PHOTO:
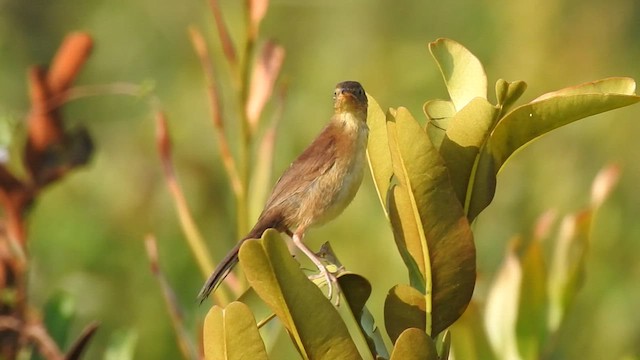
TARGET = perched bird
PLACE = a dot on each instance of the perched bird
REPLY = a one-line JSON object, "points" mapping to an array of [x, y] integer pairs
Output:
{"points": [[317, 186]]}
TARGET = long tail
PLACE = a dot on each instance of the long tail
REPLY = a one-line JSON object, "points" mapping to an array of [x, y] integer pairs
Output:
{"points": [[267, 220], [221, 271]]}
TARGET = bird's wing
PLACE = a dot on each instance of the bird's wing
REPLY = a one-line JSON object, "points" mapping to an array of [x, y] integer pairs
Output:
{"points": [[316, 160]]}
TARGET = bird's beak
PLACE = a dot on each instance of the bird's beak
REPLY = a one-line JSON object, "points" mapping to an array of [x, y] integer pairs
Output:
{"points": [[347, 93]]}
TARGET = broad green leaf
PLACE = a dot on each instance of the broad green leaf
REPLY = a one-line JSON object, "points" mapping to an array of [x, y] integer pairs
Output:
{"points": [[356, 290], [378, 151], [527, 122], [463, 73], [502, 307], [439, 114], [313, 323], [404, 308], [429, 222], [443, 345], [531, 324], [471, 339], [508, 93], [231, 333], [467, 133], [414, 344]]}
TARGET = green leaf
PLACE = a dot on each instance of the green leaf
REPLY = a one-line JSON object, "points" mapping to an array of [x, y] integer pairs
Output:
{"points": [[404, 308], [429, 223], [356, 290], [508, 93], [414, 344], [378, 151], [311, 320], [439, 114], [232, 333], [463, 73], [502, 307], [467, 133], [527, 122]]}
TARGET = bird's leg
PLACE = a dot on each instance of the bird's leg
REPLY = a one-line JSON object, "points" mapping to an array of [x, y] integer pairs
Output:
{"points": [[331, 280]]}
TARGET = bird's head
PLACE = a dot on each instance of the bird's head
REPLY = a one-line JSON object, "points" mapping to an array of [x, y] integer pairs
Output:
{"points": [[349, 96]]}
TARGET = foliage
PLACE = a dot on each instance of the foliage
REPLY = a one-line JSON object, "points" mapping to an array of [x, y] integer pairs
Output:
{"points": [[432, 182]]}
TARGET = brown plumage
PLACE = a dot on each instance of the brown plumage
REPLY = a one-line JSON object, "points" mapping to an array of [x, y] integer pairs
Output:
{"points": [[318, 185]]}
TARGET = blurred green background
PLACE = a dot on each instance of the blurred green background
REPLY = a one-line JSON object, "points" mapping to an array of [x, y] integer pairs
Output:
{"points": [[86, 233]]}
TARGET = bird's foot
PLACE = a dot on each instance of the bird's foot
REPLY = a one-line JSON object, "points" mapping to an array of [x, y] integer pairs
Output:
{"points": [[333, 288]]}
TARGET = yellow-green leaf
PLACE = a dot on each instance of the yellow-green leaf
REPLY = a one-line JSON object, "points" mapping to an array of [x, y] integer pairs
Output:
{"points": [[429, 222], [508, 92], [378, 151], [231, 333], [414, 344], [528, 122], [531, 324], [311, 320], [404, 308], [471, 339], [439, 114], [463, 73], [467, 133], [502, 307]]}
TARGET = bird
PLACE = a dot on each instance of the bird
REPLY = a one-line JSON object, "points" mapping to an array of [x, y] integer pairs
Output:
{"points": [[317, 186]]}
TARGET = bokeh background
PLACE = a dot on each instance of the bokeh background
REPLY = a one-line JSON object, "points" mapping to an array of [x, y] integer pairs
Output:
{"points": [[86, 233]]}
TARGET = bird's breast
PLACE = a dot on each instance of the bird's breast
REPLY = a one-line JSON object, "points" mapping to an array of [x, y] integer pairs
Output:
{"points": [[344, 178]]}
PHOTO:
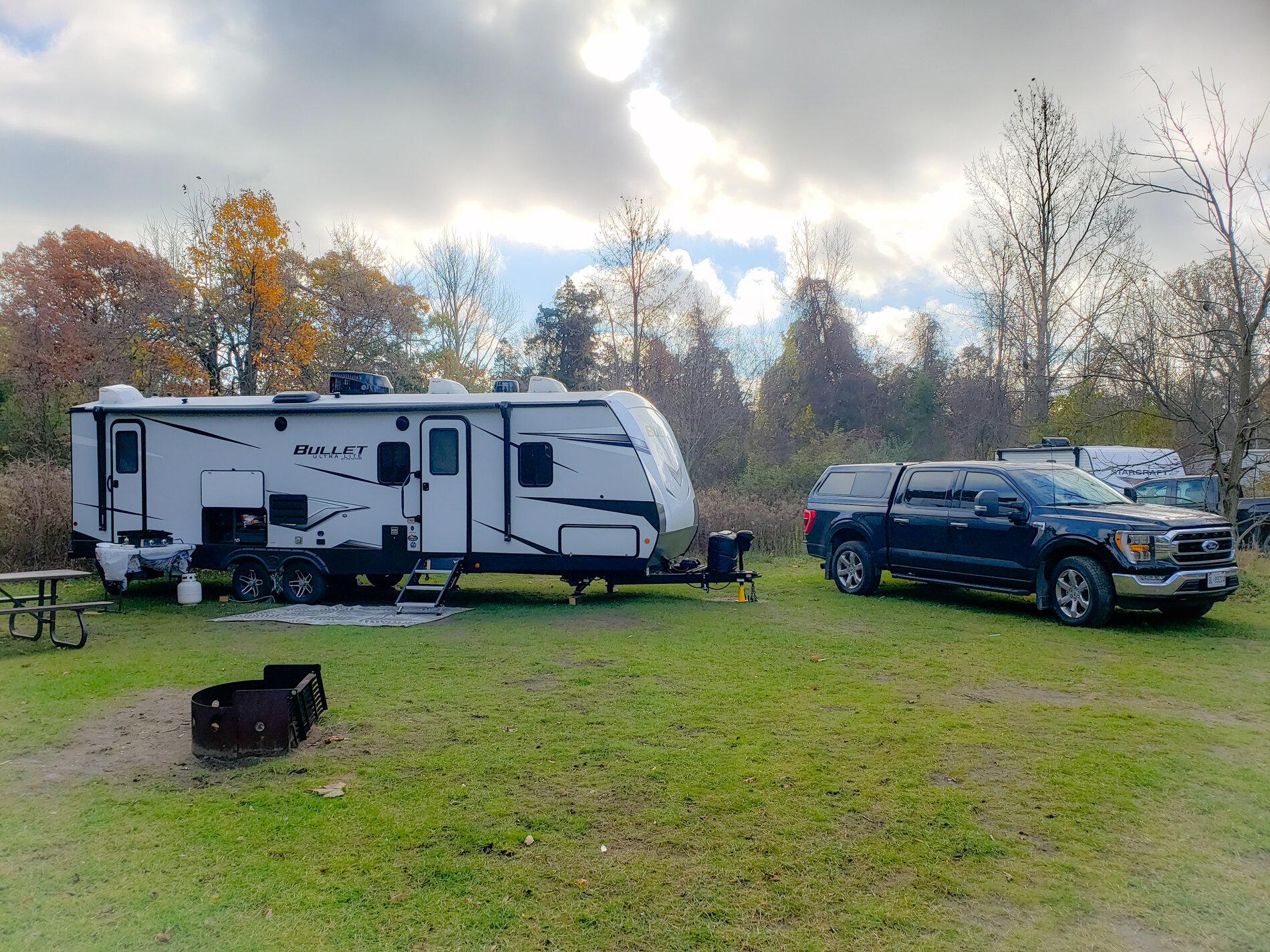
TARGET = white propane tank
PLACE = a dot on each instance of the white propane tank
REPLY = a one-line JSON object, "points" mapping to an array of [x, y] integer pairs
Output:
{"points": [[190, 592]]}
--------------------
# Set task
Pictures don't belong in the copy. Restate all the entries exactly.

# Solution to this exercise
PHOTO:
TARGET = perched bird
PLACE = a dot on each instance of the perched bird
REPLY = a one-line JSON object, "points" mapping to an array of [x, y] integer pairs
Output:
{"points": [[317, 186]]}
TARGET = long tail
PLACE = a dot on each instance of the long tail
REPLY = a one-line JSON object, "points" mapping to an array of [x, y] integer pairs
Output:
{"points": [[267, 220], [221, 271]]}
TARGET = bird's wing
PLACE = a dot on each instance of the bird's wing
REPLY = a one-line JSON object, "points" mapping to an array of [x, y] integer pairs
Output:
{"points": [[316, 160]]}
TARGET = bird's beak
PLACE = a dot on each instance of the bird's beak
REPLY = a one-line JSON object, "points" mapping to an array of [x, y] integer pairs
Output:
{"points": [[347, 93]]}
TARGET = broad green leaf
PLACE = a dot on each instance of the broad green leaf
REPLY = a one-line JSON object, "points" mapping to an array of [x, y] integer pairs
Output:
{"points": [[356, 290], [378, 151], [527, 122], [463, 73], [502, 307], [439, 114], [313, 323], [404, 308], [429, 222], [443, 345], [531, 324], [471, 339], [508, 93], [231, 333], [467, 133], [414, 344]]}
TARGET = green leaf
PLACE = a dot on each instance of the green leaf
REPLY = a one-line JSON object, "points" mapping to an array of [x, y] integer pairs
Output:
{"points": [[404, 308], [429, 223], [356, 290], [508, 93], [414, 344], [378, 151], [311, 320], [439, 114], [232, 333], [463, 73], [502, 307], [467, 133], [527, 122]]}
TARGET = bird's leg
PLACE = a dot on each instance of the bird's leg
REPLY = a one-line JSON object, "points" mapping to an array of [x, y] integer pairs
Output:
{"points": [[331, 280]]}
TARGET = bird's head
PLACE = a dot on each instance of the bird's head
REPLY = a one-line JSON object, "points" mapping to an array of [x, y] integer pairs
Output:
{"points": [[349, 96]]}
TARGET = foliage
PLACE = a dot on each instance of the foliage
REPLY = a one-line JSON object, "points" mapping to an array of [x, y] integer pairs
Output:
{"points": [[432, 182]]}
TARGET = brown plumage
PLACE = a dot on each instance of the brown plumage
REPLY = a one-line JSON object, "points" mapping to an array of [x, y] integer pairs
Output:
{"points": [[318, 185]]}
TARGET = blurred green background
PLACE = a dot on each instance of the blurred green background
REPLY = a one-line JSON object, "points" mapping to an array of [x, y] integer pairs
Output:
{"points": [[86, 233]]}
TARGET = bird's foot
PLACE = a dot on each instance of the bird's foot
REPLY = a one-line JSON object, "points" mapping to an array of [x, y] integer pairs
Output:
{"points": [[333, 288]]}
TARGET = yellow-green leaf
PLACE = a dot on each instance of the yellow-green leaf
REPLY = a one-line JSON object, "points" mapping to an array of [x, y] integer pairs
Output:
{"points": [[429, 222], [508, 92], [378, 151], [231, 333], [414, 344], [528, 122], [531, 324], [311, 320], [404, 308], [471, 339], [439, 114], [463, 73], [467, 133], [502, 307]]}
TARGET = bird
PLACE = a dot on each instance of the bird
REPLY = a one-line JSON object, "points" mapping to an array of [x, y] integer pairs
Output:
{"points": [[317, 186]]}
TARGET = bokeh background
PLACE = a dot on each instance of the bokeh background
REPLY = a one-line JSON object, "points" mapping to an array of [x, y] integer pairs
Output:
{"points": [[86, 233]]}
TARGET = bird's breast
PLACE = a dot on each instance of the bird's breast
REPLY = a one-line JSON object, "points" mapping to an array of [x, y] integer pairs
Output:
{"points": [[344, 178]]}
PHOTO:
TARGET = white propane tank
PLACE = a dot on each instance of the white propane tank
REPLY = a one-line JSON object, "points" mapping to an array of [x, y] integer pairs
Output:
{"points": [[190, 592]]}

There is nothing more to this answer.